#### Exercise prompt
After finding the line that contains "One keypoint belongs on each instance. Indicate the low" in the material below, print that line and all subsequent lines exactly, up to and including the last.

#### Data
>>

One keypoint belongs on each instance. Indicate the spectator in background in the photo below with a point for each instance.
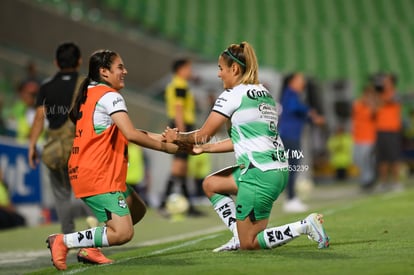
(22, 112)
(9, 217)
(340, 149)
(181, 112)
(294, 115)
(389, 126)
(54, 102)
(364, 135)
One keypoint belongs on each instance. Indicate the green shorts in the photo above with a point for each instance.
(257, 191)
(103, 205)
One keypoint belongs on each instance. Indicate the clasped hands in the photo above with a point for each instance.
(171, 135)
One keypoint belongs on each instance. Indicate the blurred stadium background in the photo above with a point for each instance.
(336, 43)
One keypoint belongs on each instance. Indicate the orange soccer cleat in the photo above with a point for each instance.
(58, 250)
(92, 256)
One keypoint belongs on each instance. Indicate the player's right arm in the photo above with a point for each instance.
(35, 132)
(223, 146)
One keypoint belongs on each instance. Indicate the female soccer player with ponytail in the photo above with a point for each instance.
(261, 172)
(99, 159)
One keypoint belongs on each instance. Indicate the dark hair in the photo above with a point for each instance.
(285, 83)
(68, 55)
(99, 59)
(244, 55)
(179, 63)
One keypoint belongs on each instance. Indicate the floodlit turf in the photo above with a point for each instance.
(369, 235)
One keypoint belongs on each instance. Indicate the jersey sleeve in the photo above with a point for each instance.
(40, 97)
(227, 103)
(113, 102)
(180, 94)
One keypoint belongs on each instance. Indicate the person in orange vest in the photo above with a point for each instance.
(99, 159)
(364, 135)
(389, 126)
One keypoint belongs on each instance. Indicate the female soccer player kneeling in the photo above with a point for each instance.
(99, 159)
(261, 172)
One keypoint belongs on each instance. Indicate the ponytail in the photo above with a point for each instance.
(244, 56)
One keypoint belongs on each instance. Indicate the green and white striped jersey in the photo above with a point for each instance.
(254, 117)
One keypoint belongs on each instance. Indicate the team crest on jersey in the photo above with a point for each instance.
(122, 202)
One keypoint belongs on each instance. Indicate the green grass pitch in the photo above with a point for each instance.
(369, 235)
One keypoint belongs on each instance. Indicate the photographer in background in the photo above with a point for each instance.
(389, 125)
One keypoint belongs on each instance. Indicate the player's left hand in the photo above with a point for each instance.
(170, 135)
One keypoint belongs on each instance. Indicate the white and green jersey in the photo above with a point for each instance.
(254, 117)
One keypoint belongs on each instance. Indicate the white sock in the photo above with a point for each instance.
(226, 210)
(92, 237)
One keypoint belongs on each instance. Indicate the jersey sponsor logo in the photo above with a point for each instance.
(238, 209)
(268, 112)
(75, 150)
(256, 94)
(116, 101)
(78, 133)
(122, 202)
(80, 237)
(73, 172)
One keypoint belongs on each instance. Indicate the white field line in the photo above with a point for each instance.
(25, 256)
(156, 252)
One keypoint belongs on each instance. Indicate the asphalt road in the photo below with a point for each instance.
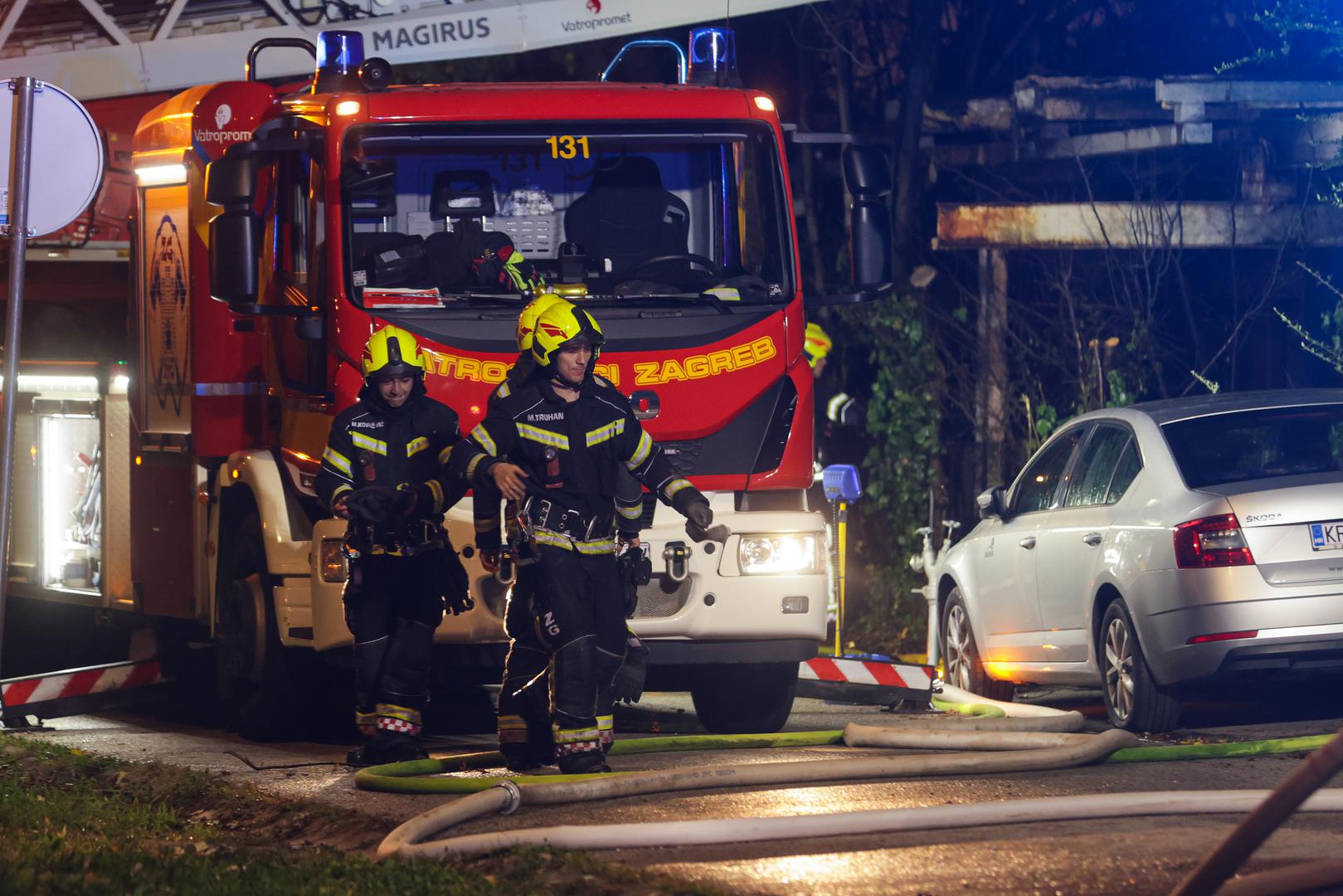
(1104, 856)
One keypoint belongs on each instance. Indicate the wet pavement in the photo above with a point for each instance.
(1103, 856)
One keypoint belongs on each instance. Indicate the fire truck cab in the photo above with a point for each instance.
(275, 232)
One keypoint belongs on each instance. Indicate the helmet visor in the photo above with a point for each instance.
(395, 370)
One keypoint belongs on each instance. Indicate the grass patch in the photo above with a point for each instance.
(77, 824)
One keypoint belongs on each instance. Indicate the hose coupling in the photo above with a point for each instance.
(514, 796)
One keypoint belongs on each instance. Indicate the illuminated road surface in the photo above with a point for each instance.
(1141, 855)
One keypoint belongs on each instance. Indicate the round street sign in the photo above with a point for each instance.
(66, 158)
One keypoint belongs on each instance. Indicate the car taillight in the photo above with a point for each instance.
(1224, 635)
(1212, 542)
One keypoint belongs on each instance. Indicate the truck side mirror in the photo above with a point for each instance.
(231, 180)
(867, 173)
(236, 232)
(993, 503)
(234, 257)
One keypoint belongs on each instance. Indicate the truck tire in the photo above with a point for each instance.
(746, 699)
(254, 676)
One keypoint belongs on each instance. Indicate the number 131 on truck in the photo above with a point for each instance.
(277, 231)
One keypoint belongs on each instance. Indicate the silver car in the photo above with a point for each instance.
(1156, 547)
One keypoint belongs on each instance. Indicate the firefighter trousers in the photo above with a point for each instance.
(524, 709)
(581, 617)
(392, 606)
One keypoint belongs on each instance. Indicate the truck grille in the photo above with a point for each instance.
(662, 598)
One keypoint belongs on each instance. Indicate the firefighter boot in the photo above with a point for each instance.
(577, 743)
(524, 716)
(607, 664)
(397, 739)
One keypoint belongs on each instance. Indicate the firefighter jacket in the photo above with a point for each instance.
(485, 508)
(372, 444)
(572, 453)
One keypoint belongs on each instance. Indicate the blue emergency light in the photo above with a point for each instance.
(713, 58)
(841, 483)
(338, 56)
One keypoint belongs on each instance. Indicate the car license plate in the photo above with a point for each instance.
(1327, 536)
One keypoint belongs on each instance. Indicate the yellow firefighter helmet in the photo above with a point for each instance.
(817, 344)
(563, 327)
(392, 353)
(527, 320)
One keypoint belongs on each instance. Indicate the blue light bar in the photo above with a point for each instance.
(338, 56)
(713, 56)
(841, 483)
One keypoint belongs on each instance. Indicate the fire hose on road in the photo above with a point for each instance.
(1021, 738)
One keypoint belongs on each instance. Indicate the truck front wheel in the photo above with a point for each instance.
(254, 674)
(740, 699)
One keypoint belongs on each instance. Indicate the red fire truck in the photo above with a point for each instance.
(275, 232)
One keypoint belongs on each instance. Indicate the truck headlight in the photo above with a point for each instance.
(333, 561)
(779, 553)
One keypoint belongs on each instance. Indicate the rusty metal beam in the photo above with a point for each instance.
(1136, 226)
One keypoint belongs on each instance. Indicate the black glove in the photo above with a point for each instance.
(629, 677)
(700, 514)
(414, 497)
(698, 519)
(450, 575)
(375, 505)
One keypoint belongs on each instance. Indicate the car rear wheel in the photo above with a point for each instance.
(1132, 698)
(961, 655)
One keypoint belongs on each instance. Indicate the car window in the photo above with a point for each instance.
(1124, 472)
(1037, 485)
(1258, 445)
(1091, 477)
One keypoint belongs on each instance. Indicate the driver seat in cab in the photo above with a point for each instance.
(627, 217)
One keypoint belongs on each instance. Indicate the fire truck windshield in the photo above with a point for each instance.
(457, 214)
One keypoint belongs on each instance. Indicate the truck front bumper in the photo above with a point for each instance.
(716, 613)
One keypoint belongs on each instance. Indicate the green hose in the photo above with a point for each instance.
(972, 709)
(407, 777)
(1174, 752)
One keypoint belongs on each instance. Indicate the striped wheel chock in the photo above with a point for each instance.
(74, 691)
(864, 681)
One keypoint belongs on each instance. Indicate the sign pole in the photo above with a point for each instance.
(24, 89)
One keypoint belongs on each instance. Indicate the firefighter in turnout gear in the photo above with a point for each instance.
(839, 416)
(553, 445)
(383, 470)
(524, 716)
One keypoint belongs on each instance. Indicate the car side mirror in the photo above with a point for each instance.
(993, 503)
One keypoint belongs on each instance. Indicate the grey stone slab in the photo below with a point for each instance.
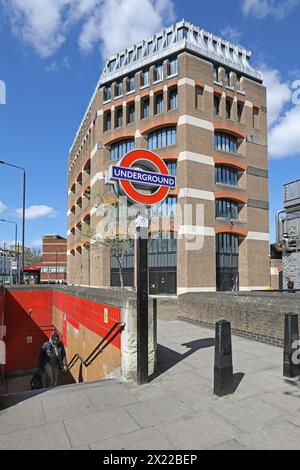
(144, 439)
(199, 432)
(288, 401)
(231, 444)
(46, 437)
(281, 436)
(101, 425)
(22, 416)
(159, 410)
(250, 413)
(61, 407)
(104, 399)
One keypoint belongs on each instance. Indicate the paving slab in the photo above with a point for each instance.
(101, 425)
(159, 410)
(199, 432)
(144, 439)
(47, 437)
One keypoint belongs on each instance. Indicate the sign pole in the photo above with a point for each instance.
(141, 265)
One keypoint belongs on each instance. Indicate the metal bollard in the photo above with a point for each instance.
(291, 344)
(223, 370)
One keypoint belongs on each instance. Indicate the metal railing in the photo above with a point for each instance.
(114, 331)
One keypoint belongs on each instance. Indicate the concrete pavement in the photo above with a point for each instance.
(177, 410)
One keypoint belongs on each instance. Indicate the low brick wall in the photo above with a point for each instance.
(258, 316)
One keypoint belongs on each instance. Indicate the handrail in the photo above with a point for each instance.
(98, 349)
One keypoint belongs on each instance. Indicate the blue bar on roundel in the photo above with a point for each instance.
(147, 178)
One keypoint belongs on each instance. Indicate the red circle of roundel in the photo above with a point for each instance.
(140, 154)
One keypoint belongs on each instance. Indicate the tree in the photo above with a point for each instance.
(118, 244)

<<

#### Reply to the exercise
One keypoint belongs on each instance. Indicate the low brick wall in the photo above with a point for each instance.
(258, 316)
One keypoint belongs on each instance. Indicate the handrail in the photo above with a point for each instance.
(98, 349)
One keypoint belongs on each instance. Indicate the blue bar on roundel in the photo above with a point for each instance.
(147, 178)
One keypoint belongs on each instance. Indicate the red circle of roundel in the photo above with a point for each instance.
(140, 154)
One keypoint belongs on each instance. Indicate the tree in the photo above with a point for each instance.
(118, 244)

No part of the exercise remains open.